:: YOUR INSTRUCTIONS ::
The lines below, beginning at the one that contains "Target: ruffled petunia bloom" and ending at the last, are to be retyped exactly.

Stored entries
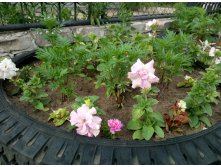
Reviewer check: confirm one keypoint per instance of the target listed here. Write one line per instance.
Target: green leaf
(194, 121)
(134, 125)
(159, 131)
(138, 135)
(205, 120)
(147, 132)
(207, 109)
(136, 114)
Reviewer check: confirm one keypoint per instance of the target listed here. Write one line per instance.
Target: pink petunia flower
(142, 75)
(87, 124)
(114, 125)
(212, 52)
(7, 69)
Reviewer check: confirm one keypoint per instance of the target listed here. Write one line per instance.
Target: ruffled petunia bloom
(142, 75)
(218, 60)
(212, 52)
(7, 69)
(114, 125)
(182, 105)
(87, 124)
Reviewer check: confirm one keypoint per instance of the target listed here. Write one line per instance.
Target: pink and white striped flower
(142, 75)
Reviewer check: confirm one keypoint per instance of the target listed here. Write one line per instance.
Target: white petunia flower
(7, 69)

:: OUTPUT BELOW ::
Target: ruffled petunia bloom
(142, 75)
(218, 60)
(212, 52)
(7, 69)
(114, 125)
(182, 105)
(87, 124)
Reviewer check: confirm one keypoint per instance of the target listed here. Write one line per instance.
Target: pink and white striped flower
(142, 75)
Reviewer check: confirm one keypoint per instance of the target listed here. Write one line per instance.
Target: white petunia flower
(7, 69)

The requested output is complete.